Set down exactly the lines in the records below that run from the line with "task | indicate the metal" to the line with "sample | [271, 183]", inclusive, and nothing more.

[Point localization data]
|---|
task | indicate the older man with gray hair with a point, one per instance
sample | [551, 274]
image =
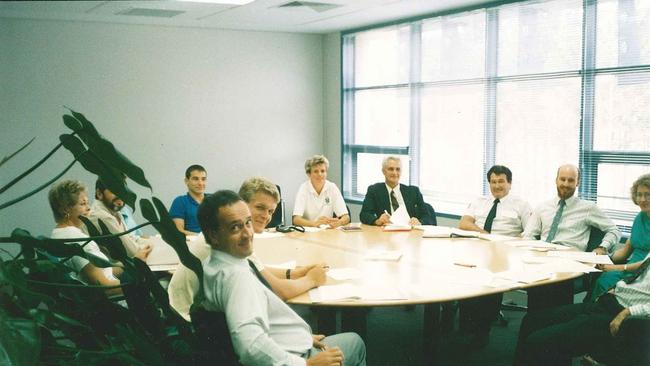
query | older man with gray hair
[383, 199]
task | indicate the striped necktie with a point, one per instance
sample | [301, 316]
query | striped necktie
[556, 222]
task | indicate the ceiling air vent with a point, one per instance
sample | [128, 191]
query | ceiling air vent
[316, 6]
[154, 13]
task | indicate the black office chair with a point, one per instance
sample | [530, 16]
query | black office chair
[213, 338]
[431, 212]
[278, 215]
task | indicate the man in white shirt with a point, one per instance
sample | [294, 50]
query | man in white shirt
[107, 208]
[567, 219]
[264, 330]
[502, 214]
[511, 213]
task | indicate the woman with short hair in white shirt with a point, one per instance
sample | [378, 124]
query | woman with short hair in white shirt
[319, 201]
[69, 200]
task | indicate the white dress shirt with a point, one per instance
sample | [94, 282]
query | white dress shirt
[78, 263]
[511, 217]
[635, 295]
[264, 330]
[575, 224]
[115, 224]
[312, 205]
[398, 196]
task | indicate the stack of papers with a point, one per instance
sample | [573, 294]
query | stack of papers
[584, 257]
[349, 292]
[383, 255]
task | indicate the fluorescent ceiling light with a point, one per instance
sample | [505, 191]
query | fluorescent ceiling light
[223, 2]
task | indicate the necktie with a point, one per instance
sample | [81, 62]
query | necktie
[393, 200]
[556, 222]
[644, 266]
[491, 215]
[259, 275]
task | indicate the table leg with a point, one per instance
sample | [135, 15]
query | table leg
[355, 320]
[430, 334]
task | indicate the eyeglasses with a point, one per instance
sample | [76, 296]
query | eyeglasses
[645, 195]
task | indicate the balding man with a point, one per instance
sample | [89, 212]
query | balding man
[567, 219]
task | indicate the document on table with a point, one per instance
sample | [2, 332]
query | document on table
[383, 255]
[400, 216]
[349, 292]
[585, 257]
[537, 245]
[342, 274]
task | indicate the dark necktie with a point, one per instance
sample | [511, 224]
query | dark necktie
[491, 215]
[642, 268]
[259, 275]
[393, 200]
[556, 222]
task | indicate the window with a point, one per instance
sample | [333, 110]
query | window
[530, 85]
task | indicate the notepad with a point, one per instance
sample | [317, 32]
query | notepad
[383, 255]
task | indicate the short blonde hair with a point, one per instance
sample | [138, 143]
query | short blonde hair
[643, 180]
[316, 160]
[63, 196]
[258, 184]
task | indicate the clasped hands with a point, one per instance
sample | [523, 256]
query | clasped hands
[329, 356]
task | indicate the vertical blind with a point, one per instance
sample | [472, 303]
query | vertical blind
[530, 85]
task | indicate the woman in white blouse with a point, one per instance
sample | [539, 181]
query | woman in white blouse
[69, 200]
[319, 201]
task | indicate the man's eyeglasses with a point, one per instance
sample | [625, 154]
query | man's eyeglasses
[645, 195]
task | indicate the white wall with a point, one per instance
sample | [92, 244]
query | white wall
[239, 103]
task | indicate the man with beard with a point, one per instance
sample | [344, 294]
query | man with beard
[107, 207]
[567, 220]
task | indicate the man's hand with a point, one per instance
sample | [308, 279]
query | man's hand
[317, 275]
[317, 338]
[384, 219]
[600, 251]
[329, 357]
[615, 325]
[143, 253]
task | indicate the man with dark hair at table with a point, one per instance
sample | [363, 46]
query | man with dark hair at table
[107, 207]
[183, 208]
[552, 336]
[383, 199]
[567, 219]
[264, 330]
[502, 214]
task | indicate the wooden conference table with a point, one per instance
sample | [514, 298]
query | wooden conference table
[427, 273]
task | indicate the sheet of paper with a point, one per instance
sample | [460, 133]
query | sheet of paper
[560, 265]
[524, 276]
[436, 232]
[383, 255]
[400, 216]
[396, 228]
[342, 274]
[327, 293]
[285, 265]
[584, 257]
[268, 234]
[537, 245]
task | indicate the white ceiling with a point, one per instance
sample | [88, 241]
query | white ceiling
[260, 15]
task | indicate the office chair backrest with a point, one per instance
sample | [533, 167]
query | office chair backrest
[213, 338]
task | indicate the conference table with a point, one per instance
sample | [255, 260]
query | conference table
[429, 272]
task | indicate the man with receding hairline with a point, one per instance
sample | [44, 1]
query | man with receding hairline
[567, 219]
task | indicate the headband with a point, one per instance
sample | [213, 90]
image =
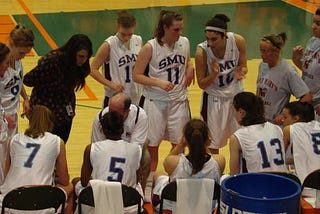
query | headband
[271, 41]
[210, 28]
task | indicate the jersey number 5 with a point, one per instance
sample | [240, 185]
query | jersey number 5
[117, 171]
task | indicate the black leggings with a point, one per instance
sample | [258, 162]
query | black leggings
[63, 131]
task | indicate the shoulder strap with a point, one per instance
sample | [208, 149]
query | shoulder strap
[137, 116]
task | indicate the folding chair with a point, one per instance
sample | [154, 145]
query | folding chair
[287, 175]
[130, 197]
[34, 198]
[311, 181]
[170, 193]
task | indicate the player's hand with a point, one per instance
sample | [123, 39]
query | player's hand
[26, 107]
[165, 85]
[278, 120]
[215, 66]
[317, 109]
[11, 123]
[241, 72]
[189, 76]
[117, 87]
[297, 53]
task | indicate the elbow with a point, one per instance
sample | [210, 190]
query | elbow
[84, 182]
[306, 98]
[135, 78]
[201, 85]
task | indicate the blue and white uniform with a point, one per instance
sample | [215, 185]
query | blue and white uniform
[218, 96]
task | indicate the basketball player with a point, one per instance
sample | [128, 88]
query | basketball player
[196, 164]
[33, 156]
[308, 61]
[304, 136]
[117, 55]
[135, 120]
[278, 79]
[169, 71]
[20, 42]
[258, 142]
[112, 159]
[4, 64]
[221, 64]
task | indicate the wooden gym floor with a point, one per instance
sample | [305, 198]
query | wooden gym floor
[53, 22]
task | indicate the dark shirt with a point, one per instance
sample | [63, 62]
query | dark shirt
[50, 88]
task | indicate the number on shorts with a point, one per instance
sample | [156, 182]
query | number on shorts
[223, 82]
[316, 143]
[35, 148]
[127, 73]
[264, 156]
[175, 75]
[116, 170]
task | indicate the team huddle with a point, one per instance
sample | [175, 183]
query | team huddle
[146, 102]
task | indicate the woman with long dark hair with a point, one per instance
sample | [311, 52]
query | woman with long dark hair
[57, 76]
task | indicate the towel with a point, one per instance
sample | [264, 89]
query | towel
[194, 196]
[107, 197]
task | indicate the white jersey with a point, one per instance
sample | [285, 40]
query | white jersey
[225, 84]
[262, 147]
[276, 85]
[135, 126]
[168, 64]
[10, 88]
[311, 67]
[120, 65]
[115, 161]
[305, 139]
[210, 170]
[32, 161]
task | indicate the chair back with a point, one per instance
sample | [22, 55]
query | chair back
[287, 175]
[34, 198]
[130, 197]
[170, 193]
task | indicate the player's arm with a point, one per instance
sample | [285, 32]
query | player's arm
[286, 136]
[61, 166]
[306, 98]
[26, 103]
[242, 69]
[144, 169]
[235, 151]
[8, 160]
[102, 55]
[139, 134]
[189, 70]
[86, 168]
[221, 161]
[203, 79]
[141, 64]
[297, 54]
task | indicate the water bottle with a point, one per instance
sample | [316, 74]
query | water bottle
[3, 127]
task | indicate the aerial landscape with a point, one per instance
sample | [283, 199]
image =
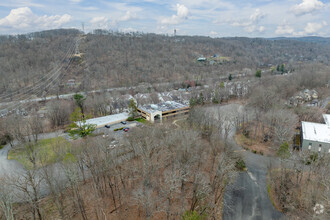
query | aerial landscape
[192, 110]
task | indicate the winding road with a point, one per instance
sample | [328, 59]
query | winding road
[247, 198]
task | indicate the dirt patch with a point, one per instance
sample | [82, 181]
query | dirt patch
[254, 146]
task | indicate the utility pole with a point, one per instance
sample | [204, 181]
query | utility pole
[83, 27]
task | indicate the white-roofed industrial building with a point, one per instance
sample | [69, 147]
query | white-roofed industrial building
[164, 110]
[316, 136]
|---|
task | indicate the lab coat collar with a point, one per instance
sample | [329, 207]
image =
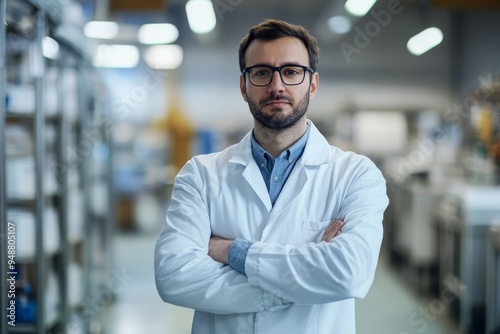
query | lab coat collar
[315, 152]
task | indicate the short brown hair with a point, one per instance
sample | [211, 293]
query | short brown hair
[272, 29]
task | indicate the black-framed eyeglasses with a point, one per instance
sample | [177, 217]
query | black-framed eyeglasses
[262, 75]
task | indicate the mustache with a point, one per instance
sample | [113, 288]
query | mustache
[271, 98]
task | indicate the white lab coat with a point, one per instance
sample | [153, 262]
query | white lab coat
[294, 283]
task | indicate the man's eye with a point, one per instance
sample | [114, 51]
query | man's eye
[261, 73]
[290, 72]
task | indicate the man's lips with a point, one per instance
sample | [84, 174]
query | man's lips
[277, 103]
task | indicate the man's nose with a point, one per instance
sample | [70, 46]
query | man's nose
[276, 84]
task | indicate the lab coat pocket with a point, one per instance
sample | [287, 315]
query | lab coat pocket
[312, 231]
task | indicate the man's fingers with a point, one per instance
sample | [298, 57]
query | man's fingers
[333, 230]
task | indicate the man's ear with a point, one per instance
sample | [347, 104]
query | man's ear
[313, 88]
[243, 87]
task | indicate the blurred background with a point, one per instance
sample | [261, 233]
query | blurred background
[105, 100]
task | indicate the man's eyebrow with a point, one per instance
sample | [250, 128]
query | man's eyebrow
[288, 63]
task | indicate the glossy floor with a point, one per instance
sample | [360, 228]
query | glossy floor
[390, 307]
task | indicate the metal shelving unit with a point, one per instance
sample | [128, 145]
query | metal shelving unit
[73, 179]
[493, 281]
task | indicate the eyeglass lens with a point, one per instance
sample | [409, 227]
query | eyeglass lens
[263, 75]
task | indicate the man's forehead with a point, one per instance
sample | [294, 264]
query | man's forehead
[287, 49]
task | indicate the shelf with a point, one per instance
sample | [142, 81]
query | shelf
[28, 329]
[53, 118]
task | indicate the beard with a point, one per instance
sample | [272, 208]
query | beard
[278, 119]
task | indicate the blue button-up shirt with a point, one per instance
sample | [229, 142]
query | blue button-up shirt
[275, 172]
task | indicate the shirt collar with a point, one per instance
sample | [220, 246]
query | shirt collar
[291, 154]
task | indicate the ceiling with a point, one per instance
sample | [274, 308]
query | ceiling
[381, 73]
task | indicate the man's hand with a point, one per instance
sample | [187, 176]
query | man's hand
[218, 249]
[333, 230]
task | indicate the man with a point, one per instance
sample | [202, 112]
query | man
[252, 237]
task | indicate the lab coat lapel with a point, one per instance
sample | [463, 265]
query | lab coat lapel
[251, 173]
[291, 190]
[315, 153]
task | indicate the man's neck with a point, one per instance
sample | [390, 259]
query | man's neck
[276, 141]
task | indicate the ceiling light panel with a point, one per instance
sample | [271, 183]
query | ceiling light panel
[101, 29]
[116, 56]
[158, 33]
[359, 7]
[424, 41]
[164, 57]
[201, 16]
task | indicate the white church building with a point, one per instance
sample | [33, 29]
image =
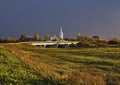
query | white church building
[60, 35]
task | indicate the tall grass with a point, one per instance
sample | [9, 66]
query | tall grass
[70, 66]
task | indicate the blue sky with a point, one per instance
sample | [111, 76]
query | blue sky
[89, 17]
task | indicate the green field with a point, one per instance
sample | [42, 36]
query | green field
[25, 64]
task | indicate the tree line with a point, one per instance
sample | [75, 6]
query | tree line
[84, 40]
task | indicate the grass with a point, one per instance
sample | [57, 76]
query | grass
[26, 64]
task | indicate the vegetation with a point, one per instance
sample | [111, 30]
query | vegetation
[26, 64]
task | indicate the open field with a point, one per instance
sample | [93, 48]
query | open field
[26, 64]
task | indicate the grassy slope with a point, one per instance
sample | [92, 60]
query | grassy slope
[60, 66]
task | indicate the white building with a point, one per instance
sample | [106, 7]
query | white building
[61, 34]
|---|
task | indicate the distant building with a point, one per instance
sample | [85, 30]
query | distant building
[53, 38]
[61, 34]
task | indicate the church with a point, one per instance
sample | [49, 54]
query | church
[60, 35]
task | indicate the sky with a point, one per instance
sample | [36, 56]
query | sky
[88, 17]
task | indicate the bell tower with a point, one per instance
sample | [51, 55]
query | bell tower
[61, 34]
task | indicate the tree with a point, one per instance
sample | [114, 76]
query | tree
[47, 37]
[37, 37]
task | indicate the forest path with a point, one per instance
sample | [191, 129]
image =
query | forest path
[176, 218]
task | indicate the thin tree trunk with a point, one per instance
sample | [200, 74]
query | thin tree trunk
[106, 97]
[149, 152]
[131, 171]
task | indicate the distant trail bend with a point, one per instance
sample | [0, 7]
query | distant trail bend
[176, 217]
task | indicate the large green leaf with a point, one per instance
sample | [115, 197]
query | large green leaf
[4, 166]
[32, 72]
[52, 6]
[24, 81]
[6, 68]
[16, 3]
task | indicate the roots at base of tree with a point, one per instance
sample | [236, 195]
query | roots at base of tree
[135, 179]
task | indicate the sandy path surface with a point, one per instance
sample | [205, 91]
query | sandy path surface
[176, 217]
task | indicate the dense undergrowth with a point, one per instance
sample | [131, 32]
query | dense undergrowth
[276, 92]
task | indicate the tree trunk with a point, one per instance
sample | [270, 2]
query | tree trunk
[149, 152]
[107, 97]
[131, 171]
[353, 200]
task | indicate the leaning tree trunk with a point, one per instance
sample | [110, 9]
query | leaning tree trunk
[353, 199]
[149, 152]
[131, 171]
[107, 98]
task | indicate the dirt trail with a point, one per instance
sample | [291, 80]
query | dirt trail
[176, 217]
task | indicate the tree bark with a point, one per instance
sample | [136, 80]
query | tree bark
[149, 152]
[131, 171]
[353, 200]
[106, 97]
|---|
Output:
task | indicate the metal shelving unit with a point, one per instance
sample | [128, 145]
query | metal shelving unit
[73, 179]
[493, 281]
task | indicate the eyeglass lens with a point, one per instance
sample | [409, 227]
query | eyeglass lens
[263, 75]
task | indicate the man's forehead with a point, one per instance
sample | [294, 264]
query | man's forehead
[287, 49]
task | indicate the shelf with a point, one per instance
sample | [142, 81]
query | shelf
[28, 329]
[53, 118]
task | indicate the beard with a point, one per instance
sample | [272, 208]
query | beard
[278, 119]
task | indicate the blue button-up shirt with a point, one per instance
sample | [229, 142]
query | blue button-up shirt
[275, 172]
task | indicate the shirt collar with a point, one per instance
sample | [220, 246]
query | shirt collar
[291, 154]
task | indicate the ceiling with a point, one per instance
sample | [274, 308]
query | ceiling
[381, 73]
task | indicate the man's hand with a point, one per instance
sample | [187, 176]
query | man's hand
[218, 249]
[333, 230]
task | indicate the man with a point, one per instance
sample | [202, 112]
query | man
[252, 237]
task | indicate the lab coat lapel with a point, one per instance
sample | [463, 265]
query | lab coat lapel
[251, 173]
[291, 190]
[315, 153]
task | indicate the man's neck with a point, one per instance
sample | [390, 259]
query | man's neck
[276, 141]
task | indicate the ceiling light panel with a point, one per instance
sample | [271, 183]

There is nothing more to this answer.